== Aim of the task ==
Taking the line that contains "GET /detect?query=patterned tank top" as the first and the final line of the records as the last, write out every line between them exactly, ends included, and nothing else.

Dataset records
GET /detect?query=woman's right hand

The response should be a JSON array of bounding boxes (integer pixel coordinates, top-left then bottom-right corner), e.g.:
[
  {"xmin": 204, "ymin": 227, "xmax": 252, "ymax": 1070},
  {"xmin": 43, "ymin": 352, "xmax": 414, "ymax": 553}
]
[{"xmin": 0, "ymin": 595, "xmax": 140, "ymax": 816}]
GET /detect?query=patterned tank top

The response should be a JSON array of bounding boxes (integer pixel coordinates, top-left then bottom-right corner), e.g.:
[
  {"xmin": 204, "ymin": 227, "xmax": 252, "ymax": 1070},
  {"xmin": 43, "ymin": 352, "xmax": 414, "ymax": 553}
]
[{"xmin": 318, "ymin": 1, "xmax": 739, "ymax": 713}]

== Response area ==
GET /detect?query=patterned tank top

The response should be a JSON array of bounding boxes (integer pixel coordinates, top-left then bottom-right corner), e.g.:
[
  {"xmin": 204, "ymin": 227, "xmax": 252, "ymax": 1070},
  {"xmin": 43, "ymin": 352, "xmax": 414, "ymax": 553}
]
[{"xmin": 318, "ymin": 1, "xmax": 739, "ymax": 713}]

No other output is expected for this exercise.